How many lines in the entries below contain the word "leaf"? Give only the number.

[Begin RECORDS SHOWN]

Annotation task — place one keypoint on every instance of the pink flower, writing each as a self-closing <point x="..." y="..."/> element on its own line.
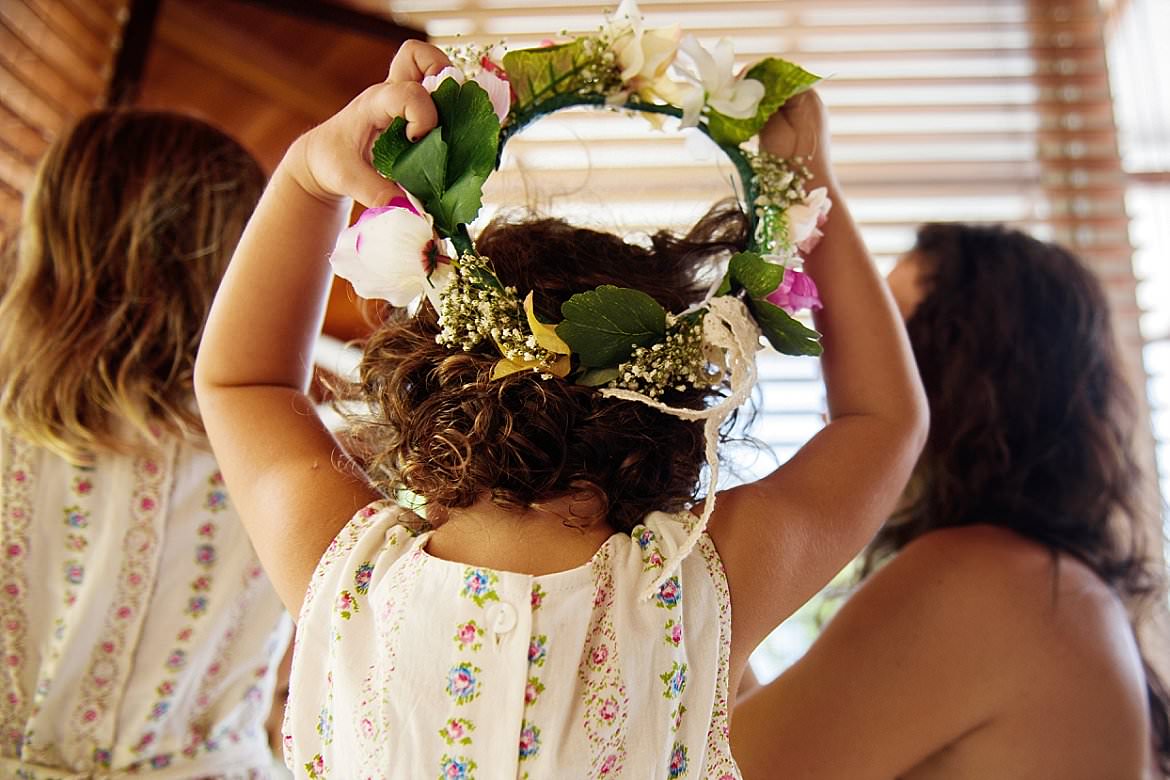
<point x="391" y="254"/>
<point x="796" y="291"/>
<point x="608" y="710"/>
<point x="491" y="78"/>
<point x="804" y="220"/>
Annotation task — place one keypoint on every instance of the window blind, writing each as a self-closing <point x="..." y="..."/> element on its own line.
<point x="967" y="110"/>
<point x="941" y="110"/>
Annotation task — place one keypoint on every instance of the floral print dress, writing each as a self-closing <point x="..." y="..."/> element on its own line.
<point x="408" y="665"/>
<point x="140" y="635"/>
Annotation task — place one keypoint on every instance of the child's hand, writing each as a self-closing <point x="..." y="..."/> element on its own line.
<point x="800" y="129"/>
<point x="332" y="160"/>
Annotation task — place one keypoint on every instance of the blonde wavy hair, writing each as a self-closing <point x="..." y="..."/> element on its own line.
<point x="128" y="227"/>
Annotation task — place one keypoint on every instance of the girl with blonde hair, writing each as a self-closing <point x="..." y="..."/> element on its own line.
<point x="139" y="632"/>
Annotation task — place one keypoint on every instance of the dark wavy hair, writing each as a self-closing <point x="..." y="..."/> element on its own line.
<point x="441" y="428"/>
<point x="1031" y="419"/>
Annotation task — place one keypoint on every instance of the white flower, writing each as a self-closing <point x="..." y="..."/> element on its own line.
<point x="804" y="219"/>
<point x="644" y="54"/>
<point x="713" y="81"/>
<point x="499" y="89"/>
<point x="390" y="254"/>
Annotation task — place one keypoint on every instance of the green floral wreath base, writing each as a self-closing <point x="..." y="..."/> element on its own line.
<point x="610" y="336"/>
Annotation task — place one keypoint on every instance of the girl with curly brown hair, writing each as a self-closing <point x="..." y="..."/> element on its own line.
<point x="996" y="637"/>
<point x="514" y="637"/>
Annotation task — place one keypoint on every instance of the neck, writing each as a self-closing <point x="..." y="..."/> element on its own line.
<point x="539" y="540"/>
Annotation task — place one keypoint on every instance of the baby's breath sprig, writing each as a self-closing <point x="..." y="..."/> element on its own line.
<point x="475" y="306"/>
<point x="675" y="363"/>
<point x="779" y="184"/>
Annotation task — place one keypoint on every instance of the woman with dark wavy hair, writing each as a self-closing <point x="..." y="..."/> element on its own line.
<point x="992" y="635"/>
<point x="561" y="618"/>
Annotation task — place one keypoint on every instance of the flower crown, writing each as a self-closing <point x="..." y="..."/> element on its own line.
<point x="610" y="337"/>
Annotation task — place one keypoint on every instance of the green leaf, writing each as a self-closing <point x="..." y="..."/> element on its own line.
<point x="597" y="377"/>
<point x="422" y="170"/>
<point x="469" y="128"/>
<point x="782" y="331"/>
<point x="541" y="74"/>
<point x="605" y="325"/>
<point x="748" y="270"/>
<point x="460" y="204"/>
<point x="782" y="80"/>
<point x="390" y="144"/>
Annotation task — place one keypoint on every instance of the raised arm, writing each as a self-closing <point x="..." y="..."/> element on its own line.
<point x="782" y="538"/>
<point x="295" y="488"/>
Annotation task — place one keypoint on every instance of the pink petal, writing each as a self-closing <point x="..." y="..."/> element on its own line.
<point x="499" y="91"/>
<point x="796" y="291"/>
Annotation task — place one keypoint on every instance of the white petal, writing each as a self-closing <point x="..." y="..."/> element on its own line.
<point x="630" y="55"/>
<point x="431" y="83"/>
<point x="390" y="262"/>
<point x="628" y="11"/>
<point x="499" y="92"/>
<point x="692" y="107"/>
<point x="659" y="49"/>
<point x="741" y="101"/>
<point x="704" y="64"/>
<point x="724" y="61"/>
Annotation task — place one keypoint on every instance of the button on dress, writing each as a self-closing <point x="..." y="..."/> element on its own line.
<point x="408" y="665"/>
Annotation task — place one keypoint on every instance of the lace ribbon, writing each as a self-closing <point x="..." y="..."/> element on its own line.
<point x="729" y="326"/>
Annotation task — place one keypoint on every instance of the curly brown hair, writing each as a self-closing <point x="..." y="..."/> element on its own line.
<point x="441" y="428"/>
<point x="1031" y="418"/>
<point x="128" y="227"/>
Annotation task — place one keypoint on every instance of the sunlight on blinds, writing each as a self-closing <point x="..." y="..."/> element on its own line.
<point x="964" y="110"/>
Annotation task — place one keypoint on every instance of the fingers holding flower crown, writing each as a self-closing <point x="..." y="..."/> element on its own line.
<point x="417" y="60"/>
<point x="337" y="152"/>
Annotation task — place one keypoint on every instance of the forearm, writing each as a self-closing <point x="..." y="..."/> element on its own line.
<point x="867" y="363"/>
<point x="268" y="309"/>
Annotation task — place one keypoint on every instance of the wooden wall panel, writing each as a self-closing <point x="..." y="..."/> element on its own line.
<point x="55" y="62"/>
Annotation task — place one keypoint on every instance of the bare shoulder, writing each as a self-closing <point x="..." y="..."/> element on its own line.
<point x="1006" y="577"/>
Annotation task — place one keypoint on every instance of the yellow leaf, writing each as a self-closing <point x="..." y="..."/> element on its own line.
<point x="562" y="366"/>
<point x="545" y="335"/>
<point x="504" y="367"/>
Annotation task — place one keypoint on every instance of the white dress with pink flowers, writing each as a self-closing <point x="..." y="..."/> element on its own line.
<point x="140" y="635"/>
<point x="408" y="665"/>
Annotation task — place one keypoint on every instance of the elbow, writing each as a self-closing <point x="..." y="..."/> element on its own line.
<point x="202" y="377"/>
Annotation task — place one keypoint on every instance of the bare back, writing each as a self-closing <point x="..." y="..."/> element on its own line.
<point x="970" y="655"/>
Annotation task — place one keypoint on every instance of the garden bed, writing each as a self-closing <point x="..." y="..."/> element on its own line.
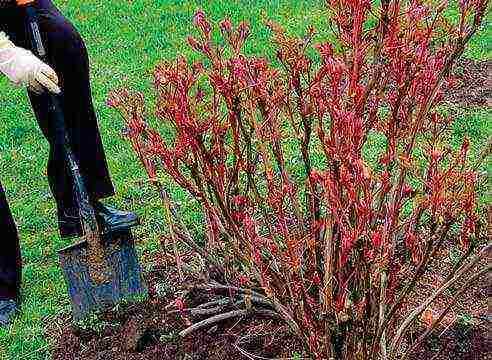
<point x="150" y="330"/>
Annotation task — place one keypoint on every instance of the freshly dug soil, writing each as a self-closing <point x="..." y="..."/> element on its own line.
<point x="472" y="85"/>
<point x="150" y="330"/>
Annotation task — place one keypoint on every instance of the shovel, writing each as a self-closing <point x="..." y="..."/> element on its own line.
<point x="102" y="269"/>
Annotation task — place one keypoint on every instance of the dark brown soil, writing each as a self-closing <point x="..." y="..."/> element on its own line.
<point x="149" y="331"/>
<point x="472" y="85"/>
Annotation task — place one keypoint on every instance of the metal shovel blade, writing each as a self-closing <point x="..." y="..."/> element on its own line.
<point x="124" y="275"/>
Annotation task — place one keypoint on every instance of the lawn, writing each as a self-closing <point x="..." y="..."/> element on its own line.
<point x="125" y="40"/>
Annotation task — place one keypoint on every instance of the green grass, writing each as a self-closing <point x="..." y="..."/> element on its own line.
<point x="125" y="40"/>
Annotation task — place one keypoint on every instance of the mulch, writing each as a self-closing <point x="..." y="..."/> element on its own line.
<point x="149" y="330"/>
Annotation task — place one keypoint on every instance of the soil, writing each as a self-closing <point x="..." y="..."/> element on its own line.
<point x="150" y="330"/>
<point x="472" y="85"/>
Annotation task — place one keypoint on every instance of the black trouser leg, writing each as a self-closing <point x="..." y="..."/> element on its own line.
<point x="68" y="56"/>
<point x="10" y="256"/>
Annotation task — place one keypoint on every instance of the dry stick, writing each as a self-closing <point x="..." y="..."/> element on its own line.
<point x="167" y="215"/>
<point x="459" y="274"/>
<point x="445" y="312"/>
<point x="222" y="317"/>
<point x="422" y="113"/>
<point x="282" y="311"/>
<point x="382" y="310"/>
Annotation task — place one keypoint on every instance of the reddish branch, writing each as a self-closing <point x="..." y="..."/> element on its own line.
<point x="247" y="140"/>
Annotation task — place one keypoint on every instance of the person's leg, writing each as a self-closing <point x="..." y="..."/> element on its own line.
<point x="68" y="56"/>
<point x="10" y="255"/>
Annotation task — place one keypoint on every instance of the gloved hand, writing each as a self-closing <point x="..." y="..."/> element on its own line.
<point x="25" y="69"/>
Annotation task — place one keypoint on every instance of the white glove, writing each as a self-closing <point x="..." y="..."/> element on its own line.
<point x="25" y="69"/>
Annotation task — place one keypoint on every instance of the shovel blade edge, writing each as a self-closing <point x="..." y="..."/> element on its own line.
<point x="124" y="275"/>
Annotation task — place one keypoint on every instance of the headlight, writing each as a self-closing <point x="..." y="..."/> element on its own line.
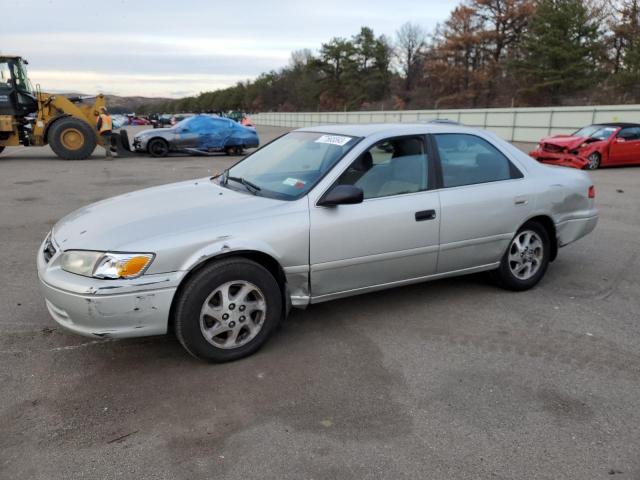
<point x="122" y="265"/>
<point x="105" y="265"/>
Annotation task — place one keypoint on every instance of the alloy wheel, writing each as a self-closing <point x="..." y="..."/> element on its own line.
<point x="233" y="314"/>
<point x="526" y="254"/>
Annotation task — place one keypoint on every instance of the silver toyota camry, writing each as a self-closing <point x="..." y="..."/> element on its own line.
<point x="318" y="214"/>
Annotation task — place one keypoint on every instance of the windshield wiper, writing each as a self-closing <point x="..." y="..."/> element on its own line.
<point x="252" y="187"/>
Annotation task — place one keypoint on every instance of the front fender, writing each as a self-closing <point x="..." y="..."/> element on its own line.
<point x="225" y="245"/>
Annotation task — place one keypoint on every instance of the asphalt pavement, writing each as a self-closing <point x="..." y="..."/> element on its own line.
<point x="453" y="379"/>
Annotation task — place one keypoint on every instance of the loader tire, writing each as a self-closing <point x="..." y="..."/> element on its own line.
<point x="72" y="139"/>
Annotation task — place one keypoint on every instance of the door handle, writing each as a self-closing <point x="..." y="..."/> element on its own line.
<point x="425" y="215"/>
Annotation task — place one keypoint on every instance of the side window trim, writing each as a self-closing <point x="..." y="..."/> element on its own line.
<point x="515" y="171"/>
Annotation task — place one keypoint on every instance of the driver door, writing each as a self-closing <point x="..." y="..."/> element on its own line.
<point x="392" y="236"/>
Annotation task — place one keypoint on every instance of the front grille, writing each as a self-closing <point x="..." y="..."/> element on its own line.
<point x="49" y="250"/>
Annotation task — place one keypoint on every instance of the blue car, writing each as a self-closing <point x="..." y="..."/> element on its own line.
<point x="200" y="134"/>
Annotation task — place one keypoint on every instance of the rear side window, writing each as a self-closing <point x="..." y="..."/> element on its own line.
<point x="469" y="160"/>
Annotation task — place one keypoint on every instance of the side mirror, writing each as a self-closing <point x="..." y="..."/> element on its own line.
<point x="341" y="195"/>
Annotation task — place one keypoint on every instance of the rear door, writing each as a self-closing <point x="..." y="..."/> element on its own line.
<point x="483" y="201"/>
<point x="625" y="148"/>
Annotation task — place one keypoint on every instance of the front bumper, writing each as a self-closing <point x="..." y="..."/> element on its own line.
<point x="561" y="159"/>
<point x="107" y="308"/>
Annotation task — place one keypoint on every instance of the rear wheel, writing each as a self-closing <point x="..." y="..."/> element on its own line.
<point x="526" y="260"/>
<point x="72" y="139"/>
<point x="158" y="147"/>
<point x="227" y="310"/>
<point x="594" y="161"/>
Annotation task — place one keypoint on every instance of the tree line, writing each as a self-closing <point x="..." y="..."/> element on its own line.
<point x="488" y="53"/>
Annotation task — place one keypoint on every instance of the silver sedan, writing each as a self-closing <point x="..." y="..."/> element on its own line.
<point x="321" y="213"/>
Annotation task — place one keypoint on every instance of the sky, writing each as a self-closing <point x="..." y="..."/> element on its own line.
<point x="176" y="48"/>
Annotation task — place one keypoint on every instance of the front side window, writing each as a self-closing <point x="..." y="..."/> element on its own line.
<point x="631" y="133"/>
<point x="391" y="167"/>
<point x="290" y="166"/>
<point x="22" y="81"/>
<point x="468" y="160"/>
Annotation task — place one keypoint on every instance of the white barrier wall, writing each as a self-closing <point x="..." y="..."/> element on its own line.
<point x="513" y="124"/>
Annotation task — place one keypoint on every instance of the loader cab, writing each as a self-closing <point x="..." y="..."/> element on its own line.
<point x="17" y="97"/>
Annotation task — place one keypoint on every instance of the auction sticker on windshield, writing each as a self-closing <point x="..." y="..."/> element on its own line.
<point x="294" y="182"/>
<point x="333" y="139"/>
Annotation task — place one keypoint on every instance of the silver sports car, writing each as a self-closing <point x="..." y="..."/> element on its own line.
<point x="318" y="214"/>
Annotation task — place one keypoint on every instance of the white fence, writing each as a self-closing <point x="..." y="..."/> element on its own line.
<point x="513" y="124"/>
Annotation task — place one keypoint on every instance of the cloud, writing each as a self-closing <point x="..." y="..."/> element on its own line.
<point x="167" y="48"/>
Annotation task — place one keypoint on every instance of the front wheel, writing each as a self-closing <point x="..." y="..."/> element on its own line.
<point x="594" y="161"/>
<point x="526" y="260"/>
<point x="72" y="139"/>
<point x="227" y="310"/>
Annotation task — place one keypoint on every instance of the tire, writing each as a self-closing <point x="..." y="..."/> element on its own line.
<point x="594" y="161"/>
<point x="513" y="273"/>
<point x="227" y="287"/>
<point x="158" y="147"/>
<point x="72" y="139"/>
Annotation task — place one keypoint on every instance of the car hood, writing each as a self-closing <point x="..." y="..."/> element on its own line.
<point x="117" y="223"/>
<point x="154" y="131"/>
<point x="569" y="141"/>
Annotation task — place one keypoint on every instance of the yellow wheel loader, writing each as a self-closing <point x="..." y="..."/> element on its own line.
<point x="31" y="117"/>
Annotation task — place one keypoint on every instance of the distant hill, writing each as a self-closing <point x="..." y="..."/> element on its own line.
<point x="118" y="104"/>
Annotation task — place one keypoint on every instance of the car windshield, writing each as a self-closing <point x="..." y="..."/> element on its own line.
<point x="596" y="131"/>
<point x="290" y="166"/>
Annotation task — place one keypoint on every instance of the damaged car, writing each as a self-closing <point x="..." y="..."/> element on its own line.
<point x="318" y="214"/>
<point x="200" y="134"/>
<point x="592" y="147"/>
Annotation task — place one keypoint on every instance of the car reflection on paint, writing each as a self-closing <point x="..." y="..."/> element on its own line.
<point x="200" y="134"/>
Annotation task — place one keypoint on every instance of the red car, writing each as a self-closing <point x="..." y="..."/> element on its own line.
<point x="591" y="147"/>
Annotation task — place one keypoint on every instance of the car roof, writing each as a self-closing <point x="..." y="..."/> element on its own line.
<point x="618" y="124"/>
<point x="368" y="129"/>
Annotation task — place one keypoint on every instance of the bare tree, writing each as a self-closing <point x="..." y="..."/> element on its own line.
<point x="411" y="42"/>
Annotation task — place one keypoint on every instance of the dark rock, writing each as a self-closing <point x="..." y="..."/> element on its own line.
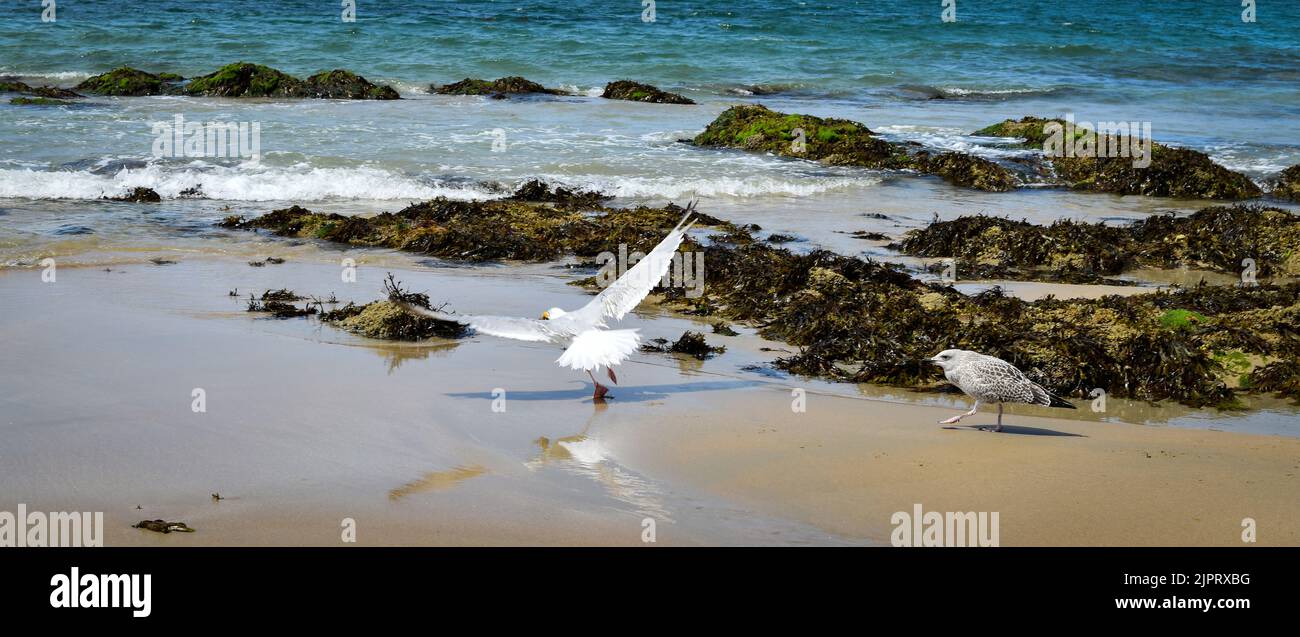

[End RECORDS SHOWN]

» PROBLEM SOLUTION:
2